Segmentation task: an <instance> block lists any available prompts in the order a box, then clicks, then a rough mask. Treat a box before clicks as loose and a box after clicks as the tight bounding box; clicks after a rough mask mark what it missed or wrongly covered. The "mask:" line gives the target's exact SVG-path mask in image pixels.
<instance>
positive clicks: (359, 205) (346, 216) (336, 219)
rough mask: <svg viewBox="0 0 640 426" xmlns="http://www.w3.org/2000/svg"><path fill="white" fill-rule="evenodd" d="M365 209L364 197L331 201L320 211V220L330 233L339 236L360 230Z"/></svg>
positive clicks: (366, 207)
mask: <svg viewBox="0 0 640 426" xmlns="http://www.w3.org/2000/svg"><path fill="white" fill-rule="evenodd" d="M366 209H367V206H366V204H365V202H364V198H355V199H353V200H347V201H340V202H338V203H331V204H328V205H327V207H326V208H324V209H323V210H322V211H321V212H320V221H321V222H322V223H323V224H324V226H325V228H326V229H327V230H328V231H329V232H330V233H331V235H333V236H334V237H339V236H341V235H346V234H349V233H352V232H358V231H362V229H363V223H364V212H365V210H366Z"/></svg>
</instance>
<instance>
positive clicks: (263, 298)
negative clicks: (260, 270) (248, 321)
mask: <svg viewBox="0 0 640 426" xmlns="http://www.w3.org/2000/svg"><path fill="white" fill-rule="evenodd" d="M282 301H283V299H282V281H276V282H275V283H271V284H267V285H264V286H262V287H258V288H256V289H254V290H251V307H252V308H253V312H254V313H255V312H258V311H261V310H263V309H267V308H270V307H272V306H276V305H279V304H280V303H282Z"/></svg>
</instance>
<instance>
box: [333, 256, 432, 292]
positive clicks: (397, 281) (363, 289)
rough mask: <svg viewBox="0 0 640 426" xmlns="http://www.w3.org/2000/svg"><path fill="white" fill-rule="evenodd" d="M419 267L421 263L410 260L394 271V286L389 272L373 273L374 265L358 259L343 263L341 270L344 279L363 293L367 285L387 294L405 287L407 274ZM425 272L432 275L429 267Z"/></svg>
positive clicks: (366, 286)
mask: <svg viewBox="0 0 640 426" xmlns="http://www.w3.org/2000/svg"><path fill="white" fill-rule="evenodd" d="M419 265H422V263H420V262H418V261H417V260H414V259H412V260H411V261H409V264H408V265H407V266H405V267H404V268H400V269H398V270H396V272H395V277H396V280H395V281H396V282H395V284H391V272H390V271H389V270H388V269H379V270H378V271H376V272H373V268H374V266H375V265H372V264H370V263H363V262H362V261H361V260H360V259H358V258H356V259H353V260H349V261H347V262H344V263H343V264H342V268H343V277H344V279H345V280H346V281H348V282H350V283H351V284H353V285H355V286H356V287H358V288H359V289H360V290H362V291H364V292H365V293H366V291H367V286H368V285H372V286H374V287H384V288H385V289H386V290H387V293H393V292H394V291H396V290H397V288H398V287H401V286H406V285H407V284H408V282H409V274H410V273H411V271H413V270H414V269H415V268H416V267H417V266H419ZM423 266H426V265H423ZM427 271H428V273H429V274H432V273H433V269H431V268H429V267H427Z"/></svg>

— ACTION ITEM —
From the data, list each line in which the string "rough" appears.

— ANSWER SECTION —
Segmentation task: an <instance> block lists any available prompts in the order a box, then clicks, then a rough mask. Treat a box before clicks as loose and a box after clicks as the tight bounding box; clicks after a rough mask mark what it missed or wrongly covered. The "mask:" line gives the target's exact SVG-path mask in image pixels.
rough mask: <svg viewBox="0 0 640 426" xmlns="http://www.w3.org/2000/svg"><path fill="white" fill-rule="evenodd" d="M365 209L364 197L331 201L320 211V220L330 233L339 236L360 230Z"/></svg>
rough mask: <svg viewBox="0 0 640 426" xmlns="http://www.w3.org/2000/svg"><path fill="white" fill-rule="evenodd" d="M419 267L421 263L410 260L394 271V286L389 272L373 273L374 265L358 259L343 263L341 270L344 279L363 293L367 285L387 294L405 287L407 274ZM425 272L432 275L429 267Z"/></svg>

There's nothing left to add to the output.